┌──
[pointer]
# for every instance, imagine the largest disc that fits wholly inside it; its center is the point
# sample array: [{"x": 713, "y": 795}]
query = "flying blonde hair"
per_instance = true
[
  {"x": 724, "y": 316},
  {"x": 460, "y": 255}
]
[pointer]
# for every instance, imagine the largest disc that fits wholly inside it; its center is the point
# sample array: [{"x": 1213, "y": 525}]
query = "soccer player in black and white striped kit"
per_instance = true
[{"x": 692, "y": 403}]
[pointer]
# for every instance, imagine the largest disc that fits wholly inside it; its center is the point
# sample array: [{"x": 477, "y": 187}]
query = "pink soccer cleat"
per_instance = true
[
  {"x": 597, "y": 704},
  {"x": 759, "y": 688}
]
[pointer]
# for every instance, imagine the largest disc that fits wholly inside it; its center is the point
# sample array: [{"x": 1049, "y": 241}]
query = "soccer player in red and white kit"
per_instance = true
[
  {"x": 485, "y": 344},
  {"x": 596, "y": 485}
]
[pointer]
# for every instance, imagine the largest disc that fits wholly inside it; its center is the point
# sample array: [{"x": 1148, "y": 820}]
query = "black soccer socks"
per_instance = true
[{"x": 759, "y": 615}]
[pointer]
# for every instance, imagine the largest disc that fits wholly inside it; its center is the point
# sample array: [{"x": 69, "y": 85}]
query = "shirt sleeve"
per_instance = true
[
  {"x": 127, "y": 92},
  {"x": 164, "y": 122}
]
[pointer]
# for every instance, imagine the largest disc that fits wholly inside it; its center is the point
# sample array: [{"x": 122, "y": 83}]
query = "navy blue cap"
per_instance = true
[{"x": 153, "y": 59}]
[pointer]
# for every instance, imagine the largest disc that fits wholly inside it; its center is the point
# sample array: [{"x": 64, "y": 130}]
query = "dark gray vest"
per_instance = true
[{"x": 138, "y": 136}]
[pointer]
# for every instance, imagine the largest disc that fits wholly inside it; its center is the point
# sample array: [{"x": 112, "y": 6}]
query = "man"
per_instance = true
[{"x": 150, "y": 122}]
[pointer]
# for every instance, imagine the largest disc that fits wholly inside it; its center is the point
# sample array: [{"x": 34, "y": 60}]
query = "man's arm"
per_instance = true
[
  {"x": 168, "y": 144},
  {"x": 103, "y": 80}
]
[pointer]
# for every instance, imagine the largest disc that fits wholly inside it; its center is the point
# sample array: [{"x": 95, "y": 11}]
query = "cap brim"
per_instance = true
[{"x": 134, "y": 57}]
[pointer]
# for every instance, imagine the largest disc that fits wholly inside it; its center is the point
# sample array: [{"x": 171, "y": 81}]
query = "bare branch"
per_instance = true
└──
▸ Exercise:
Extract every line above exactly as it stands.

▸ Right answer:
[pointer]
# for every instance, imagine the largest disc that fits wholly inside it; its center is the point
# sample array: [{"x": 713, "y": 795}]
query = "flying blonde hair"
per_instance = true
[
  {"x": 724, "y": 316},
  {"x": 460, "y": 255}
]
[pointer]
# for every instance, imagine the largest disc that fits wholly inside it; its center is the point
# sample array: [{"x": 1213, "y": 525}]
query = "soccer player in black and white striped kit"
per_instance = true
[{"x": 692, "y": 403}]
[pointer]
# for every instance, imagine the largest disc that fits wholly inside it; its center is the point
# sample array: [{"x": 477, "y": 187}]
query = "pink soccer cleat"
per_instance = true
[
  {"x": 597, "y": 704},
  {"x": 759, "y": 688}
]
[pointer]
# for every instance, imagine the largest disc that fits wholly inside it; its center is the point
# sample array: [{"x": 1049, "y": 241}]
query = "soccer player in red and white kit"
per_instance = true
[
  {"x": 485, "y": 344},
  {"x": 596, "y": 485}
]
[pointer]
# for every instance, imagine the largest disc that fits wholly inside it; its center is the point
# sample array: [{"x": 1148, "y": 820}]
query = "black soccer socks"
per_instance = true
[{"x": 759, "y": 615}]
[pointer]
# for every instance, imagine the largest disc that fits wholly inside it; its center is the point
# sample array: [{"x": 69, "y": 85}]
query = "shirt sleeve"
per_instance = true
[
  {"x": 127, "y": 92},
  {"x": 164, "y": 122}
]
[pointer]
# for every instance, imagine the largest disc that fits wholly inside it; its center is the point
# sample array: [{"x": 122, "y": 83}]
query = "navy blue cap"
per_instance = true
[{"x": 153, "y": 59}]
[pointer]
# for every instance, imagine the largest disc that fits wholly inside it; its center is the point
# sample array: [{"x": 64, "y": 130}]
query = "dark gray vest"
per_instance = true
[{"x": 138, "y": 136}]
[pointer]
# for every instance, imagine the largest disc that fits wholly inside it; its center is the point
# sample array: [{"x": 112, "y": 6}]
query = "man"
per_instance = true
[{"x": 150, "y": 122}]
[pointer]
# for every instance, imagine the largest disc that fits wholly inside it; its center is the point
# sample array: [{"x": 34, "y": 60}]
query = "man's arm"
per_instance = true
[
  {"x": 168, "y": 144},
  {"x": 103, "y": 80}
]
[pointer]
# for every instance, imagine the largest disc that fits wholly inside it; its center is the point
# sample array: [{"x": 95, "y": 11}]
query = "cap brim"
per_instance = true
[{"x": 134, "y": 57}]
[pointer]
# for every instance, imagine the largest disc that fits wholly inside it; its center is the point
# sample array: [{"x": 171, "y": 81}]
query = "bare branch"
per_instance = true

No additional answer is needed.